[SELECTED EXTRACT]:
·····

Blake Courter

Geometry as Code

Includes contributions from Luke Church, Dan Rubel, Keegan McNamara, and the extended Gradient Control team.

Executive summary

  • Traditional “geometry as data” challenges AI and ML engineering applications because the model needs to anticipate the behavior of quirky geometry kernels.
  • Geometry as code replaces the kernel with programmatic functions that encode geometric behavior and are much more amenable to AI and ML tools.
  • Gradient Control Laboratories announces Omega, the world’s first and only geometry as code development system for engineering applications.

Background

Almost three years ago, Jeremy Herrman introduced me to the founders of Cursor, who eventually made what we now know as a wildly popular AI-powered IDE. In those days, however, they were attempting to create a “GitHub CoPilot for CAD” by training their tech on feature-based CAD models from OnShape and GrabCAD. They wanted to know why their models weren’t converging. Why weren’t there enough patterns in the CAD models’ construction to predict the next feature?

·····

Collected data entries:
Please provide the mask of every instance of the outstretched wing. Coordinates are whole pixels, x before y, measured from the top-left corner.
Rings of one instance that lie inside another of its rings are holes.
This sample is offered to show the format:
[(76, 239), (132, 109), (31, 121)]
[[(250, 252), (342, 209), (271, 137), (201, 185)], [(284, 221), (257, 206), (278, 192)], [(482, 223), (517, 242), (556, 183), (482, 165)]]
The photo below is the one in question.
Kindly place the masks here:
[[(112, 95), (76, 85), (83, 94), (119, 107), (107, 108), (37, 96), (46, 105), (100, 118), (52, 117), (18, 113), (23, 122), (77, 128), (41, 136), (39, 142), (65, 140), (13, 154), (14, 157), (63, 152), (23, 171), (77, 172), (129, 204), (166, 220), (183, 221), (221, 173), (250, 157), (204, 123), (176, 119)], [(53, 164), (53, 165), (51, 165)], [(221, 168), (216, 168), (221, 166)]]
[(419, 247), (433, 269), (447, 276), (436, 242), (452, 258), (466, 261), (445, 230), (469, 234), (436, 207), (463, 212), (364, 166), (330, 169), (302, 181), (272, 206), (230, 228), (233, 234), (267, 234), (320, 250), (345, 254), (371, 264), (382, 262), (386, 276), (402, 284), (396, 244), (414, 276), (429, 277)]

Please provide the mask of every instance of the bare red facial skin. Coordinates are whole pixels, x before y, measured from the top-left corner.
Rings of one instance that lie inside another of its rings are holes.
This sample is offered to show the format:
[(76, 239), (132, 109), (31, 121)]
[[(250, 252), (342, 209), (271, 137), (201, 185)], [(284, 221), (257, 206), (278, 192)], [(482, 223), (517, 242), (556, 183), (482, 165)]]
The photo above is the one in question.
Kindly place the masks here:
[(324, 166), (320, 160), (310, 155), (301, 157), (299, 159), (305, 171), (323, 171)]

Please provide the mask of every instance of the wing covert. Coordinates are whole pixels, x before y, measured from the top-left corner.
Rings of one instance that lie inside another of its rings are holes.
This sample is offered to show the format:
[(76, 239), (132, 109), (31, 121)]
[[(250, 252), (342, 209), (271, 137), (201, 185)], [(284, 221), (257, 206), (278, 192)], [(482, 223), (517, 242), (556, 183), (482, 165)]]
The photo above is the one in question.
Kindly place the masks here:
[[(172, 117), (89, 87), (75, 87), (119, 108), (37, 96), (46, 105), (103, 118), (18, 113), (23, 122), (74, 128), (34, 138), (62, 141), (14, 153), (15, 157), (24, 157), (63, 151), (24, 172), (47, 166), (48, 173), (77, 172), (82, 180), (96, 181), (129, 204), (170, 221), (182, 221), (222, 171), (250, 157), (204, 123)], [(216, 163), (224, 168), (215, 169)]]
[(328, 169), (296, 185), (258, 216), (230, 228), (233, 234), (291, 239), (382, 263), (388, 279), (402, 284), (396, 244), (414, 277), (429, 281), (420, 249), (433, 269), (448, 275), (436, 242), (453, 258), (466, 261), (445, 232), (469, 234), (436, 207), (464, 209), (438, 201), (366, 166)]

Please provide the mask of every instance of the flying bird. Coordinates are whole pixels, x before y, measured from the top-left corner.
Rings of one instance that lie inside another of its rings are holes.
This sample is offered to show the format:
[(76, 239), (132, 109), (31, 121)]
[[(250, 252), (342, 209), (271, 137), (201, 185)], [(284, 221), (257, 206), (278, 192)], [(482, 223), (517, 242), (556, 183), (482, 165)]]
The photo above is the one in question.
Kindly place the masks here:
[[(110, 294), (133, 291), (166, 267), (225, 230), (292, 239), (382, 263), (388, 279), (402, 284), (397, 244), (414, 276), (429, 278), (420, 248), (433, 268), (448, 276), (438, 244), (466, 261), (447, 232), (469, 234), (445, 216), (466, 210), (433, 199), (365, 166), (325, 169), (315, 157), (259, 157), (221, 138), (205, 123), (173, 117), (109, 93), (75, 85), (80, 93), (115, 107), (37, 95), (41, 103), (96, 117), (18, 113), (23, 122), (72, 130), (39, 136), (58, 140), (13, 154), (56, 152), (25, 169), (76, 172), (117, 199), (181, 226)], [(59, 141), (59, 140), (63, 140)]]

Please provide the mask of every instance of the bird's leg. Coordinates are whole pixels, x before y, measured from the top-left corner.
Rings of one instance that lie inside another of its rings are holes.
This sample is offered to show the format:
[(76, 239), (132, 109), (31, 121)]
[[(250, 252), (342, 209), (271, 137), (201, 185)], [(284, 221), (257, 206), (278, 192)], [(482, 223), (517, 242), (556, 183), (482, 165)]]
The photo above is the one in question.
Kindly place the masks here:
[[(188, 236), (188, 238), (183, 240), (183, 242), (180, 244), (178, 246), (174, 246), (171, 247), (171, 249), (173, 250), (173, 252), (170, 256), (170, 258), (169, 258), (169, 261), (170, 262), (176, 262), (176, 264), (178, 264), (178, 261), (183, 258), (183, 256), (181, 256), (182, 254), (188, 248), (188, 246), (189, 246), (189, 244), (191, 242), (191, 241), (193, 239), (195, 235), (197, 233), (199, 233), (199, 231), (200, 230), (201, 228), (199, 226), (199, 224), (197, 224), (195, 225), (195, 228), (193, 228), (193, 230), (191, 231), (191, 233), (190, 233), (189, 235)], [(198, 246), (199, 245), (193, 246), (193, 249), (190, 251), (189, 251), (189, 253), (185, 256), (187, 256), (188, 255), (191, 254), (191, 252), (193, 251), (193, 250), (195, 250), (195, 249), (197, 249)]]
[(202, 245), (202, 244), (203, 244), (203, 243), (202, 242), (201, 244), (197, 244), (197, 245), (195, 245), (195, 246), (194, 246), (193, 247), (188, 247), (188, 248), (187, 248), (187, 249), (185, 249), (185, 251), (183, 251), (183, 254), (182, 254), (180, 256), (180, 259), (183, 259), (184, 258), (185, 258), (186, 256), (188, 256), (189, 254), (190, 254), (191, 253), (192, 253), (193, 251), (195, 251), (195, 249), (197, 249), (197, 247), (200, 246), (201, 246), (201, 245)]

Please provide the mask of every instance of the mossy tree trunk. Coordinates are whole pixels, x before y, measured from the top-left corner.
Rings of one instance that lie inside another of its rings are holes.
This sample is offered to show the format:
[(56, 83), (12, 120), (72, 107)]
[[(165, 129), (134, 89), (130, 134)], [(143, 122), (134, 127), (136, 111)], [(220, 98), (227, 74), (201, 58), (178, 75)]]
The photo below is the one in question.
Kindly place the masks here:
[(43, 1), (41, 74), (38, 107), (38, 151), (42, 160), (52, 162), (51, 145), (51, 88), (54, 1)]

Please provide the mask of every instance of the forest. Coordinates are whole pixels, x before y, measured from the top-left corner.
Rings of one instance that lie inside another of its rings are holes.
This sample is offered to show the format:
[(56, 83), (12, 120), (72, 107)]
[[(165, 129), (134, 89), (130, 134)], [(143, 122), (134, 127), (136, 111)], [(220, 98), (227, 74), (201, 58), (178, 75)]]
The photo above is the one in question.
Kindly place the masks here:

·····

[USING THE INFORMATION]:
• A. Answer these questions from the text on geometry as code:
(i) Which organization announces Omega?
(ii) Who introduced the writer to the founders of Cursor?
(iii) From which two sources did the Cursor founders take feature-based CAD models to train their tech?
• B. Go on with the text on geometry as code, starting after its last sentence.
The data have no role in this work.

[ANSWERS IN ORDER]:
• A.
(i) Gradient Control Laboratories
(ii) Jeremy Herrman
(iii) OnShape and GrabCAD

• B.
Within six months of starting my career at PTC three decades ago, I became aware that there was little engineering in CAD. I had joined PTC because I thought that by selling Pro/E, I’d survey the engineering disciplines and learn how engineers design. Instead, I learned what drafters do: create technical drawings that get passed downstream for manufacturing and archival. The actual engineering knowledge, the why behind the design, was nowhere to be found. Where did it live?

Thirty years later, we’re still searching for this mystical “design intent.” Our most sophisticated 3D models are still just collections of lines and curves with no understanding of their purpose. They’re documentation tools, not intelligent systems. Meanwhile, engineering knowledge remains inaccessible in Matlab and Python scripts, FEA decks no longer run in the latest codes, and the real knowledge is spread over a diaspora of Office documents. Perhaps it even haunts the tombs of PLM.

The team at Cursor reapplied their LLM tech to IDEs and built one of the most successful startups in recent memory. If we could represent geometry as code, could we perhaps achieve a Cursor for CAD?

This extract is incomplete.